> **Supplied records**
○ ○ ○ ○ ○ ○ ○

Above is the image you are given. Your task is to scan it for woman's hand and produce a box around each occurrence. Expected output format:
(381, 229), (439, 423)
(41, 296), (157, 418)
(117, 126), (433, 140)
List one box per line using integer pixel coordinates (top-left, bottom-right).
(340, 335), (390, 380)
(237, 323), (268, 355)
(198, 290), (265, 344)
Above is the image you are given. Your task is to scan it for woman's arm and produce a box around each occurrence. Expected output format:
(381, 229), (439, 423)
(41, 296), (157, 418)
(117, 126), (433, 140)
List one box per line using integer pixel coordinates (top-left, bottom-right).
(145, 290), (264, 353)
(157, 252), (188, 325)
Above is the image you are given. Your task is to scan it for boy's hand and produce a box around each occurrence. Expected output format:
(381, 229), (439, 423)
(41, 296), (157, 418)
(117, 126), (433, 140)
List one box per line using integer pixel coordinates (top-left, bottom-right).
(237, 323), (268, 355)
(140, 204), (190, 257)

○ ○ ○ ○ ○ ○ ○

> **To be done**
Copy all of the rows above word for word, line by line.

> **Result below**
Above is the image you are given. Your task is to scan it for woman's hand and produce a box around each occurrence. Expected output format:
(381, 229), (439, 423)
(41, 296), (157, 418)
(117, 126), (433, 140)
List one box per line using integer pixel coordinates (top-left, bottom-right).
(340, 335), (390, 380)
(237, 323), (268, 355)
(198, 290), (265, 344)
Above is the image you are given. Your task is to scan it for woman's arm and produce a box around each occurrence. Expected output format:
(381, 229), (439, 423)
(41, 296), (157, 418)
(117, 126), (433, 140)
List one box per line using integer pixel coordinates (top-left, bottom-right).
(145, 290), (264, 353)
(157, 252), (188, 325)
Above is the image you are given. Your task is to scan it for boy's hand and produce a box around each occurrence. Expected output format:
(381, 229), (439, 423)
(41, 296), (157, 418)
(117, 126), (433, 140)
List one box per line using integer pixel coordinates (top-left, bottom-right).
(237, 323), (268, 355)
(140, 204), (190, 257)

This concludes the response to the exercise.